**ACTION ITEM**
Among the entries below, take the line with "player in white" and the line with "Mark a dot on every instance of the beard", and output them and every line between them exactly, with nothing else.

━━ RECORDS FOR PROCESSING ━━

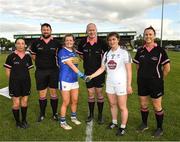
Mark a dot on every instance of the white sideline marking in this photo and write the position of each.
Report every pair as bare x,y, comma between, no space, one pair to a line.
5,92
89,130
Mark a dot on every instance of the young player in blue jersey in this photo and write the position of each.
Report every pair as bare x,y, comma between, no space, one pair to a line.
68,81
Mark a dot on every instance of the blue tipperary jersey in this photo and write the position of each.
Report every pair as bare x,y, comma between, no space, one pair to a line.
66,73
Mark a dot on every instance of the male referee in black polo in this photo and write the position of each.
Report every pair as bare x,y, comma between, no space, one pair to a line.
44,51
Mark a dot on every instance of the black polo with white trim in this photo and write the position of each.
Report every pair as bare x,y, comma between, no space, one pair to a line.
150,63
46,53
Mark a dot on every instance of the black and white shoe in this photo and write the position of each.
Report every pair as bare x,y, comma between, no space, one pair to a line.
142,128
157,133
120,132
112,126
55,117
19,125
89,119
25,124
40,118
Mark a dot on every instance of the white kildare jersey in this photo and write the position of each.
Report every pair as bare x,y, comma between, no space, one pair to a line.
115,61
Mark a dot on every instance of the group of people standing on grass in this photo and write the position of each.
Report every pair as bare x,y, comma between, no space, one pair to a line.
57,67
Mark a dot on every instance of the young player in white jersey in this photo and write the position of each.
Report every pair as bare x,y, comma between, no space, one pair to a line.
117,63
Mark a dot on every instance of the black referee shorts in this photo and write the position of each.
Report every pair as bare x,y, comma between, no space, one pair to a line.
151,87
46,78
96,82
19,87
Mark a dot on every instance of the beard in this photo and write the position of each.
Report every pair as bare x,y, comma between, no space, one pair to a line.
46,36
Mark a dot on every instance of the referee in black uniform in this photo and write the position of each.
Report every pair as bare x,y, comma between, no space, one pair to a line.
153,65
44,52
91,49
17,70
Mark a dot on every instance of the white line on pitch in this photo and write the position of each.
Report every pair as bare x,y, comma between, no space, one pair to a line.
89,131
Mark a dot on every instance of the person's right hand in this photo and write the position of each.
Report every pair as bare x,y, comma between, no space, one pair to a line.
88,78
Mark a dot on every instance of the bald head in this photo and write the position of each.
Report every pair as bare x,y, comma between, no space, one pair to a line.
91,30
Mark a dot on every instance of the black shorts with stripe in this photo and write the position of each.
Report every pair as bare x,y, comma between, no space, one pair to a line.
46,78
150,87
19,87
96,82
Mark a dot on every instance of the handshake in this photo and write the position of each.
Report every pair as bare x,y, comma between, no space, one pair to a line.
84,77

━━━

**RESPONSE BELOW**
Mark a dot on every instance of the young player in white jersey in this photo and write the position of each.
Report every pair as bare x,y, comma between, no space, one pair to a line.
117,63
Mark a dot on every instance of the black referee shorts in this photo and write the position of each.
Report every pair as bare x,y, comma between, no space, one pair to a line.
151,87
46,78
96,82
19,87
Mark a dot on every instance of the beard in this photo and write the position of each.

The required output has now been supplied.